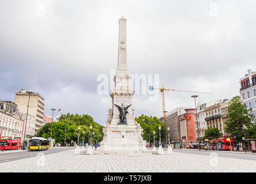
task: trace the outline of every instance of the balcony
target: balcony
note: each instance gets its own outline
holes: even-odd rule
[[[240,91],[243,91],[243,90],[245,90],[245,89],[247,89],[247,88],[249,88],[249,87],[252,87],[252,86],[255,86],[256,85],[256,83],[252,83],[252,84],[250,84],[250,85],[249,85],[249,86],[244,86],[244,87],[242,87],[242,88],[240,88]]]
[[[214,118],[217,118],[219,117],[221,117],[221,115],[220,115],[220,114],[217,114],[217,115],[214,115],[214,116],[212,116],[208,117],[206,117],[205,118],[205,121],[208,121],[208,120],[210,120],[212,119],[214,119]]]

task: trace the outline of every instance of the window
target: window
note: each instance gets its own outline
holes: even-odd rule
[[[249,82],[249,79],[246,80],[246,87],[249,87],[250,86],[250,82]]]
[[[249,108],[250,108],[250,110],[252,110],[253,109],[253,108],[251,108],[251,102],[249,102]]]
[[[248,92],[247,92],[247,95],[248,95],[248,98],[251,97],[250,96],[250,91],[248,91]]]
[[[254,76],[254,78],[253,78],[253,83],[254,83],[254,84],[256,83],[255,78],[256,78],[256,76]]]

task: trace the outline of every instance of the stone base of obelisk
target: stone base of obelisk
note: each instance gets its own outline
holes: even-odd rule
[[[173,154],[174,151],[172,151],[172,148],[171,148],[171,146],[169,145],[167,148],[167,151],[165,152],[165,154]]]
[[[89,145],[88,147],[88,149],[87,150],[87,155],[93,155],[93,151],[92,150],[92,146]]]
[[[159,145],[159,147],[157,149],[157,151],[153,151],[152,152],[153,154],[156,155],[164,155],[164,150],[163,150],[162,145]]]
[[[116,125],[103,128],[106,139],[101,144],[105,153],[143,151],[142,129],[135,125]]]

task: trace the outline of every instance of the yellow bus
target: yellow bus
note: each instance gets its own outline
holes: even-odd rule
[[[34,137],[29,141],[28,150],[47,150],[49,148],[49,140],[43,137]]]

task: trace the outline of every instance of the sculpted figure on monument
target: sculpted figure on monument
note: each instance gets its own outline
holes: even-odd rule
[[[108,110],[108,121],[107,121],[108,123],[110,123],[111,122],[112,117],[112,109],[110,108]]]
[[[131,105],[128,105],[127,107],[123,107],[123,103],[122,103],[122,108],[117,105],[114,104],[119,110],[120,114],[120,124],[121,125],[127,125],[127,119],[126,119],[126,114],[129,114],[128,113],[128,108]]]

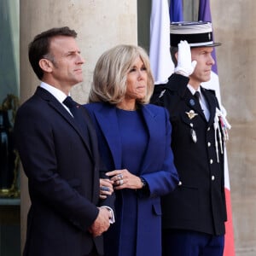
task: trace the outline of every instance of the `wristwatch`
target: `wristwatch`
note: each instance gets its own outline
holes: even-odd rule
[[[147,187],[148,183],[146,182],[146,180],[143,177],[140,177],[140,179],[141,179],[141,182],[143,183],[142,189],[145,189]]]

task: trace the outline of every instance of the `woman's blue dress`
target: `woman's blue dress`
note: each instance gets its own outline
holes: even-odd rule
[[[122,169],[127,169],[132,174],[139,176],[148,140],[143,115],[139,110],[125,111],[117,108],[117,117],[122,145]],[[105,235],[105,255],[135,256],[137,230],[137,191],[130,189],[115,191],[116,223]],[[111,248],[111,254],[108,249],[109,247],[114,247]],[[114,254],[113,251],[116,252]]]

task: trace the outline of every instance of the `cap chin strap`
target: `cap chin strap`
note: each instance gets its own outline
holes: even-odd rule
[[[213,44],[213,41],[211,42],[203,42],[203,43],[195,43],[195,44],[189,44],[190,46],[204,46],[204,45],[211,45]]]

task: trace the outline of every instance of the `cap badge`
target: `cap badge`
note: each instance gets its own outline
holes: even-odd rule
[[[195,116],[198,115],[197,113],[195,113],[194,110],[189,110],[189,112],[185,112],[189,119],[193,119]]]

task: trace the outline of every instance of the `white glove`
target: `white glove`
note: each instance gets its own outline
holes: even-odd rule
[[[191,62],[190,46],[187,41],[180,41],[177,44],[177,65],[174,68],[174,73],[189,77],[195,70],[196,61]]]

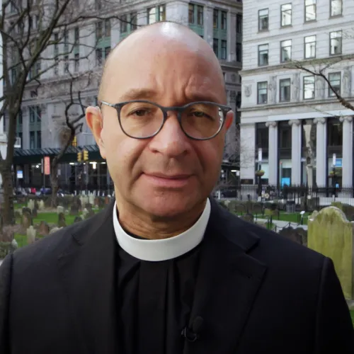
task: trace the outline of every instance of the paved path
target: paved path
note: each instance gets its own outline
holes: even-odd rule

What to produce.
Could you give again exactly the lines from the line containing "task: trace the outline of every instance of the paved" through the final line of the data above, and no others?

The completed task.
task: trace the outline of every instance of the paved path
target: paved path
note: each instance gets its own outline
holes: even-odd rule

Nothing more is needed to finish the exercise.